• [PROBLEM TO SOLVE]:
Arrange the lines of the records below, starting at the line that contains "Q: For each instance of the flowering" and ending at the line that contains "x=359, y=146", as a Markdown table with the columns Row and Line. Number each row and leave out blank lines.

-- Start of DATA TO USE --

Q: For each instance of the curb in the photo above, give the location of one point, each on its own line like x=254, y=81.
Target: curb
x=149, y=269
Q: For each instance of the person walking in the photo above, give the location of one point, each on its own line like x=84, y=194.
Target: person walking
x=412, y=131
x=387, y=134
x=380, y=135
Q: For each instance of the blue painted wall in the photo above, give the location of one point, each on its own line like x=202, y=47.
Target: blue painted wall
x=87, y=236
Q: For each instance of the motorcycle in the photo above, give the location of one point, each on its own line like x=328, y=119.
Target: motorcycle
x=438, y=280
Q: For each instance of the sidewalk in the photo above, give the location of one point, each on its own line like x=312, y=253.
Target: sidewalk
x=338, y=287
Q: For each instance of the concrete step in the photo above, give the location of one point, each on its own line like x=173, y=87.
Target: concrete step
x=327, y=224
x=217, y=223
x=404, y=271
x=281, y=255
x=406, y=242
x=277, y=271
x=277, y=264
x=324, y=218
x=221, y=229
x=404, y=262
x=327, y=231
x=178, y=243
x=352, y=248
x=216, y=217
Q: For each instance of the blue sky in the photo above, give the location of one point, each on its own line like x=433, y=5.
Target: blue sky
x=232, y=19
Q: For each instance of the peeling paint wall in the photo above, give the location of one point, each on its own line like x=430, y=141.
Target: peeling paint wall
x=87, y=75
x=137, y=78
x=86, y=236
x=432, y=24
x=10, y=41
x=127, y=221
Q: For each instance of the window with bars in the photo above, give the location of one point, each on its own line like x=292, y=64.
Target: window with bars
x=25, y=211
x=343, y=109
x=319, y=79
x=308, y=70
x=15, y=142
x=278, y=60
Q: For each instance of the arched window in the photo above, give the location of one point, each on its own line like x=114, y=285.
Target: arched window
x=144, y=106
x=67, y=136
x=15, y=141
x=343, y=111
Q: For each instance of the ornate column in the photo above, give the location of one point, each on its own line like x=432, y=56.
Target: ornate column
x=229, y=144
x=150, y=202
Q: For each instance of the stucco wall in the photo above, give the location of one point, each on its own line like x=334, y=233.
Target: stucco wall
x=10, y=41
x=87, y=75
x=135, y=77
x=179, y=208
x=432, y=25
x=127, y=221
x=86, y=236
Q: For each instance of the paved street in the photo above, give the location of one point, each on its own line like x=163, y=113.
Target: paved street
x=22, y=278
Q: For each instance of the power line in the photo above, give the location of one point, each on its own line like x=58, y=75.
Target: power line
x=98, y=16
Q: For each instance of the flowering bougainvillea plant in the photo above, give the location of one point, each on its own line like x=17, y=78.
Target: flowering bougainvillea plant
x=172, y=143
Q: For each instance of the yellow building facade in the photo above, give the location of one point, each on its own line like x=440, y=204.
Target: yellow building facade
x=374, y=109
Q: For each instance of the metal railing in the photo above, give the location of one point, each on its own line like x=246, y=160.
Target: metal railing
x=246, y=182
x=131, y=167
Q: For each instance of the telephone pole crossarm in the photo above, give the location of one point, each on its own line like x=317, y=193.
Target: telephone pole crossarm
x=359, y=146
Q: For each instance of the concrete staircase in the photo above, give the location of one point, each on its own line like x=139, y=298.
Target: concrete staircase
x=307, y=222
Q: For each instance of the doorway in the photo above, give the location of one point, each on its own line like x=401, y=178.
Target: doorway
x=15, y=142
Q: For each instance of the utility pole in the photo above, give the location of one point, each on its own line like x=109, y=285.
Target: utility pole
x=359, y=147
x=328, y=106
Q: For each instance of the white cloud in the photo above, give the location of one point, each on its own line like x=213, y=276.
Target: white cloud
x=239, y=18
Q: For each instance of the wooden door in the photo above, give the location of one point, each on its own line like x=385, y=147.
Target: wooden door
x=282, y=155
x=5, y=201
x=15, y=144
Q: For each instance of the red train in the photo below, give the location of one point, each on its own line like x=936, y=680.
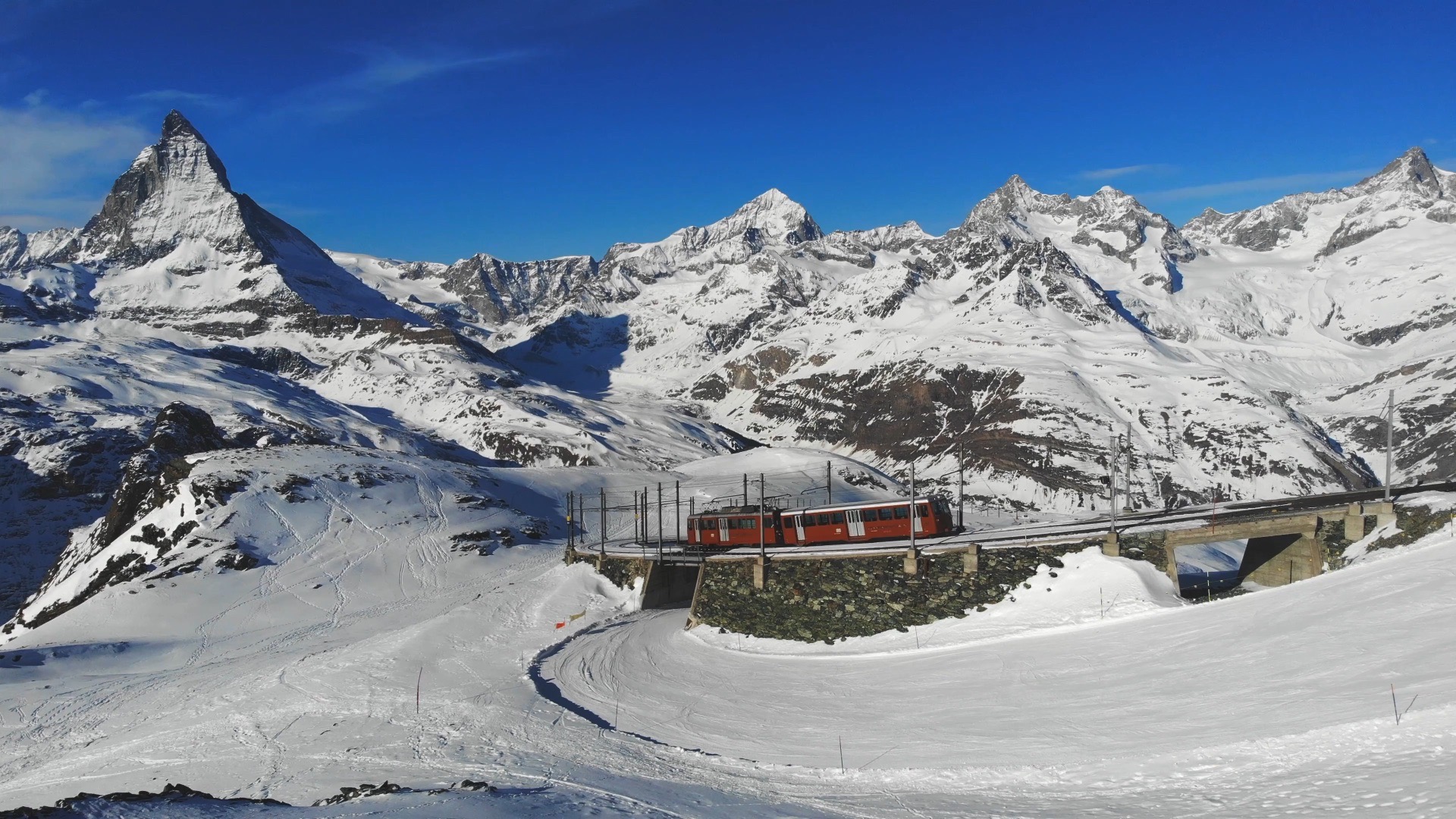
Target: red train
x=839, y=523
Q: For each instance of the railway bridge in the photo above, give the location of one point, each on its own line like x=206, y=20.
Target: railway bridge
x=1285, y=541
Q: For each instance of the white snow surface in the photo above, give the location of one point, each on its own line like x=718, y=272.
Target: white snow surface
x=299, y=676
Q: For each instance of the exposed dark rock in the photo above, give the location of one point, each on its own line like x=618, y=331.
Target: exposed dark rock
x=830, y=599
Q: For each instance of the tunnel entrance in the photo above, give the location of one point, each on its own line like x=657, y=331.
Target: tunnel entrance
x=669, y=586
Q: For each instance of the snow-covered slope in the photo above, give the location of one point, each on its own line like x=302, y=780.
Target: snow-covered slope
x=1244, y=354
x=1247, y=359
x=379, y=576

-- End of DATA TO USE --

• [SOLUTION]:
| Row | Line |
|---|---|
| 1 | Q: For each instance of the flowering bougainvillea plant in the photo above, give the location of one point, each on its own line like x=17, y=78. |
| 2 | Target: flowering bougainvillea plant |
| 3 | x=172, y=143 |
| 4 | Q: For each instance of the yellow building facade in the photo above, give the location of one point, each on its own line like x=440, y=204. |
| 5 | Target: yellow building facade |
| 6 | x=374, y=109 |
| 7 | Q: For each instance of the metal railing in the photo above, give the location of one point, each on its own line like x=246, y=160. |
| 8 | Target: metal railing |
| 9 | x=246, y=182 |
| 10 | x=131, y=167 |
| 11 | Q: For each instance of the telephone pole crossarm in the photo above, give the location of one point, each on its own line like x=317, y=193. |
| 12 | Target: telephone pole crossarm |
| 13 | x=359, y=146 |